Compito scritto »
Ricopia fedelmente, senza alcuna modifica, tutte le righe delle voci che seguono.

Voci riportate »
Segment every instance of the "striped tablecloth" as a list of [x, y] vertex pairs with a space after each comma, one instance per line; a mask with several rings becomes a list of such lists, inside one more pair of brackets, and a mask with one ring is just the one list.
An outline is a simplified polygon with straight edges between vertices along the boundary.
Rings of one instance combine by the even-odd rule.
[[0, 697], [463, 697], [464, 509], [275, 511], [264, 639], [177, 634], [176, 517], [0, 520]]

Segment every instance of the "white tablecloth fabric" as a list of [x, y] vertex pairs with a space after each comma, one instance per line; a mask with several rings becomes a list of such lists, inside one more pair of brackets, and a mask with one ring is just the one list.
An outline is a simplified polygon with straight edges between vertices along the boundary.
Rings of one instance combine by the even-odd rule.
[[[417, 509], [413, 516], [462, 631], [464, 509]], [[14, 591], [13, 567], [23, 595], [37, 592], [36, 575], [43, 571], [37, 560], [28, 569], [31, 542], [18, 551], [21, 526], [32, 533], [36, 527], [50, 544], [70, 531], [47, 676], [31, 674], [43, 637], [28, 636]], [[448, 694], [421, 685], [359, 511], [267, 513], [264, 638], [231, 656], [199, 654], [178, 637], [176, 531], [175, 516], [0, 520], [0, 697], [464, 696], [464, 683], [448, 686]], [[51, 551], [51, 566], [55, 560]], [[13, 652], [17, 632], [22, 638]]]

Risposta al compito »
Segment every instance of the "striped tablecloth" as a list of [x, y] vertex pairs with a space after each comma, one instance per line; a mask with several rings becomes a list of such lists, inside one more pair of brackets, and a mask with one ring is just the one list.
An outline is a simplified polygon with straight edges between vertices along the boundary.
Rings of one instance combine by the even-odd rule.
[[0, 697], [463, 697], [464, 509], [275, 511], [264, 639], [177, 634], [176, 517], [0, 520]]

Segment every instance of the "white tablecloth fabric" as a list of [x, y] vertex pairs with a space after each comma, one instance per line; a mask with several rings becomes a list of such lists, inside one more pair of brackets, and a mask with one ring is just the one list.
An outline is a simplified polygon with straight edges between vertices along the boundary.
Rings of one instance combine by the even-odd rule.
[[[417, 509], [413, 516], [462, 631], [464, 509]], [[14, 591], [13, 567], [23, 595], [37, 592], [36, 575], [43, 571], [37, 560], [28, 569], [31, 542], [18, 551], [21, 526], [32, 533], [36, 527], [50, 544], [70, 531], [47, 676], [31, 674], [43, 637], [28, 636]], [[448, 694], [421, 685], [359, 511], [267, 513], [264, 638], [231, 656], [199, 654], [178, 637], [176, 531], [175, 516], [0, 520], [0, 697], [464, 696], [464, 683], [448, 686]], [[51, 551], [51, 566], [55, 560]], [[13, 652], [17, 632], [22, 638]]]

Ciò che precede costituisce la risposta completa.